• GOAL OF THE EXERCISE: The listing below holds a line with "muzzle with a single pin per instance." and a later line with "head with a single pin per instance.". Write out those two lines and every line between them, exactly, and nothing else.

• GIVEN DATA:
****************************************
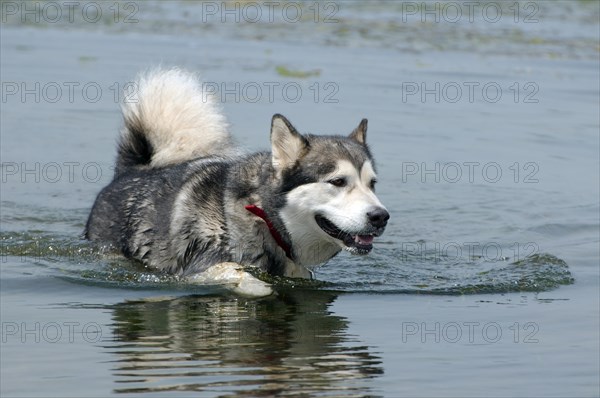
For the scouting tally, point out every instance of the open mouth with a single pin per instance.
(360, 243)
****************************************
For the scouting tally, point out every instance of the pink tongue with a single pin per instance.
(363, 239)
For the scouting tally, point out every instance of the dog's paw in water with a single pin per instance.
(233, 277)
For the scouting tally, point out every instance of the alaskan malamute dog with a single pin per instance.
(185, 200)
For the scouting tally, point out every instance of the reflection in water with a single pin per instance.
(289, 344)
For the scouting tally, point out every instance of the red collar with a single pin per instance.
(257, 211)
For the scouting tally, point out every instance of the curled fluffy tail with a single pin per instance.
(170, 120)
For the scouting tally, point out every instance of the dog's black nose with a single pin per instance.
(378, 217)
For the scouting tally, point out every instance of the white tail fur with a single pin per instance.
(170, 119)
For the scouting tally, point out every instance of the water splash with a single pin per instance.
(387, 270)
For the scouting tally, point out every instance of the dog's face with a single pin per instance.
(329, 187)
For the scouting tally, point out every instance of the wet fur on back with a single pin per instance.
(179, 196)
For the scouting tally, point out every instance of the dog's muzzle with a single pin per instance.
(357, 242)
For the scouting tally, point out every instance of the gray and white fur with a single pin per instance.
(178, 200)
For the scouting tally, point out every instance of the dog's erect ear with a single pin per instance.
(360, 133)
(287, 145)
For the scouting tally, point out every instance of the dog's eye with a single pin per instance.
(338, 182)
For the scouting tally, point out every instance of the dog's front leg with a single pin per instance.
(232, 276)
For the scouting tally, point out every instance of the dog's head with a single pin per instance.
****************************************
• ANSWER TO THE EXERCISE:
For the scouting tally, point out every instance of the dog's muzzle with a single pin per instance.
(357, 242)
For the scouting tally, point out every instance of the gray and white fur with a single pin per instance.
(178, 200)
For the scouting tally, point out every instance of the dog's erect ear with a single pin per instance.
(360, 133)
(287, 145)
For the scouting tally, point out every instance of the dog's eye with a single pin per instance.
(338, 182)
For the scouting tally, point out every instance of the dog's front leg with a single pin per instance.
(232, 276)
For the scouting tally, point out every instance of the dog's head with a single pin per instance.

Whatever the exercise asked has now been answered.